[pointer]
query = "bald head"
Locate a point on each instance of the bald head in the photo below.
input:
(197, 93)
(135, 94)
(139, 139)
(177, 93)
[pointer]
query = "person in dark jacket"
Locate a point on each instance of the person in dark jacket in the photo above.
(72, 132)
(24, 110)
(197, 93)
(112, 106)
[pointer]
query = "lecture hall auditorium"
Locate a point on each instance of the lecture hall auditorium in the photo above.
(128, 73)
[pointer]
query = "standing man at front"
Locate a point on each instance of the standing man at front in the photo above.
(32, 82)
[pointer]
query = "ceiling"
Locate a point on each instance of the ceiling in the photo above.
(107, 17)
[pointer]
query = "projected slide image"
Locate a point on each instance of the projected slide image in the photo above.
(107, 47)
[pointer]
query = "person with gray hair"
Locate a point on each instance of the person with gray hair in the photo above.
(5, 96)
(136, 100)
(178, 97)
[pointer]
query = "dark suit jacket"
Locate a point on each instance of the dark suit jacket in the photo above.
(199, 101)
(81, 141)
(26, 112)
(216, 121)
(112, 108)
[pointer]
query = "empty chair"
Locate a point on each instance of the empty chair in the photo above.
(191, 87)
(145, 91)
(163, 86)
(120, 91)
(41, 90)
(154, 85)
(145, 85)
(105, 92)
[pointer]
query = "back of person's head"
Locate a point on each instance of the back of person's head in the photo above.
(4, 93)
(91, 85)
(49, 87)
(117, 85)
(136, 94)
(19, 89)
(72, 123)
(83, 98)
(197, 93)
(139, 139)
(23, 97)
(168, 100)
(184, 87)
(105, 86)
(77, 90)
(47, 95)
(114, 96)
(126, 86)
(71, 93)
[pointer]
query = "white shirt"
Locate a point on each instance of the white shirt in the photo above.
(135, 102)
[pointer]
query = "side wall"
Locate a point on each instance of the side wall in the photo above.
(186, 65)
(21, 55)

■ What you will do
Print the complete listing again, exactly as it stands.

■ Full output
[pointer]
query = "bald head"
Locate a point on each instance of the bald head in the photo below.
input:
(197, 93)
(135, 94)
(139, 139)
(177, 93)
[pointer]
query = "person in dark jacket"
Locate a point on each instance of the person in dark jacket in the photo above.
(72, 132)
(24, 110)
(197, 93)
(112, 106)
[pointer]
query = "lecture hall auditorium"
Locate a point on each instance of the lecture hall auditorium in the photo above.
(128, 73)
[pointer]
query = "standing man at front"
Locate a point on each instance of the standing man at front in the photo above.
(32, 82)
[pointer]
query = "ceiling"
Locate a point on each instance of the ceiling in the photo above.
(107, 17)
[pointer]
query = "projected slide image"
Locate a point on each instance of the projected slide image in the photo above.
(107, 47)
[pointer]
query = "person with gray hair"
Locate a point on each instance of the person with gray hair in the photo above.
(5, 96)
(136, 100)
(178, 97)
[pointer]
query = "dark suit jacket"
Locate a point on each instance of the dark suit jacket in the photo above.
(199, 101)
(81, 141)
(26, 112)
(216, 121)
(112, 108)
[pointer]
query = "empty chair"
Locate a point on each instance of the empty chair in the photo above.
(191, 87)
(145, 91)
(163, 86)
(120, 91)
(41, 90)
(154, 85)
(145, 85)
(105, 92)
[pointer]
query = "back of person's head"
Locate a point on each instance of the back of person's head in the photo above.
(4, 93)
(91, 85)
(49, 87)
(117, 85)
(136, 94)
(19, 89)
(72, 123)
(83, 98)
(197, 93)
(139, 139)
(23, 97)
(168, 100)
(184, 87)
(105, 86)
(77, 90)
(47, 95)
(114, 96)
(126, 86)
(71, 93)
[pointer]
query = "white shirt"
Locate a point on each instance of the white shirt in the photo above.
(135, 102)
[pointer]
query = "side wall"
Locate a point on each instance of the side wall in the photo above.
(186, 65)
(21, 55)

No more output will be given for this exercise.